> [EXERCISE GOAL]:
Take everything from the line containing "reflective stripe on" down to the line containing "110 62 L 110" and write those lines out again, swapping "jacket" for "vest" and leaving all else unchanged. Return only those lines.

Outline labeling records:
========

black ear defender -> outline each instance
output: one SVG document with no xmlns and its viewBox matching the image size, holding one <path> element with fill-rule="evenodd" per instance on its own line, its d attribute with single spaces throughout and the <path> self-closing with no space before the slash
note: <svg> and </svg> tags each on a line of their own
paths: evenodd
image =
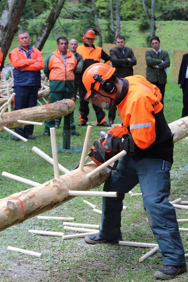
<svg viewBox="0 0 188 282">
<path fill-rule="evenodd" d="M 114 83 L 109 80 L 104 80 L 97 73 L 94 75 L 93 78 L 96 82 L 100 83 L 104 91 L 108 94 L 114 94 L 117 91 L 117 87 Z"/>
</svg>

========

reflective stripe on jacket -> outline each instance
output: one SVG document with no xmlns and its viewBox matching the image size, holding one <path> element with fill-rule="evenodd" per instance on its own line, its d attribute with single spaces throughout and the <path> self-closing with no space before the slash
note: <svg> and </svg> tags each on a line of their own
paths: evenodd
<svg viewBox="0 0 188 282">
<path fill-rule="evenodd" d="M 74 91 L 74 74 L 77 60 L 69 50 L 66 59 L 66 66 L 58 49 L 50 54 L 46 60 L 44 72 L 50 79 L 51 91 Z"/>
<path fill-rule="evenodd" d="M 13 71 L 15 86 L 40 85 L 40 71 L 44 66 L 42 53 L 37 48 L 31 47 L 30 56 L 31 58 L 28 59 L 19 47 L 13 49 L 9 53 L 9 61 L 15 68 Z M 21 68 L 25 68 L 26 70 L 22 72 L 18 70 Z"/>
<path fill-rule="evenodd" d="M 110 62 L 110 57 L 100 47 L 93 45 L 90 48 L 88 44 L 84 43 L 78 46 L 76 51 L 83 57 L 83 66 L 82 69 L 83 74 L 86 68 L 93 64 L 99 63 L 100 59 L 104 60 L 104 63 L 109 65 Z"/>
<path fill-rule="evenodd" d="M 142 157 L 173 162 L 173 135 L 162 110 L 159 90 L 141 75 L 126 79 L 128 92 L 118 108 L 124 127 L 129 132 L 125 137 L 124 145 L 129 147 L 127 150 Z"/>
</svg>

========

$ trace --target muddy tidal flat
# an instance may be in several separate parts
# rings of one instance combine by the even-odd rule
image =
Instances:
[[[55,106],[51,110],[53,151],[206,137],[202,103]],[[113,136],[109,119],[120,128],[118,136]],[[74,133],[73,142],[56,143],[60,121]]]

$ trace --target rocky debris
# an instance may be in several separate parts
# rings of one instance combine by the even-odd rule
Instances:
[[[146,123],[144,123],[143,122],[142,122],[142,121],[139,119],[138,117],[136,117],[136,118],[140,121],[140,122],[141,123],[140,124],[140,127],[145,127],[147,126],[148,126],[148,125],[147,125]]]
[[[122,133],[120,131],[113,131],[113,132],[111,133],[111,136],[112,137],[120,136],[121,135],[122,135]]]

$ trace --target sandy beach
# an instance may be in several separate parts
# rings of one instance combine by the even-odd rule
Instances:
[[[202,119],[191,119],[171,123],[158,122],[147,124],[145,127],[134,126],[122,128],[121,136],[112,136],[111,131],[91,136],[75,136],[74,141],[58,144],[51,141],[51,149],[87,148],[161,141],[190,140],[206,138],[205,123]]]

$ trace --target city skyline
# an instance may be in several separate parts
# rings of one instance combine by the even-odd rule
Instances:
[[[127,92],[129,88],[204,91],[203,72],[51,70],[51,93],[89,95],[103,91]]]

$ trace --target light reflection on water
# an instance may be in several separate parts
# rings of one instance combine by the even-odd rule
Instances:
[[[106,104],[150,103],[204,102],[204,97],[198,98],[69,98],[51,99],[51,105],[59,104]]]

========

> [REPLY]:
reflective stripe on vest -> outline each instance
output: one SVG document with no xmlns and its viewBox matching the image size, holding one <path> element with fill-rule="evenodd" per instance on its own line, its d attribute with single spaces throughout and the <path> self-closing with no space before the slash
note: <svg> and </svg> tags each on a line of their own
paths: evenodd
<svg viewBox="0 0 188 282">
<path fill-rule="evenodd" d="M 74 91 L 74 74 L 77 60 L 69 50 L 66 59 L 66 66 L 58 49 L 50 54 L 46 60 L 44 72 L 50 79 L 51 91 Z"/>
<path fill-rule="evenodd" d="M 13 71 L 15 86 L 40 85 L 40 71 L 44 66 L 42 53 L 37 48 L 31 47 L 30 56 L 31 58 L 28 59 L 19 47 L 13 49 L 9 53 L 9 61 L 15 68 Z M 21 68 L 25 68 L 26 70 L 22 72 L 18 70 Z"/>
<path fill-rule="evenodd" d="M 110 62 L 110 57 L 100 47 L 93 45 L 90 48 L 88 44 L 84 43 L 78 46 L 76 51 L 83 57 L 83 66 L 82 69 L 83 74 L 86 68 L 93 64 L 99 63 L 100 59 L 104 60 L 104 63 L 109 65 Z"/>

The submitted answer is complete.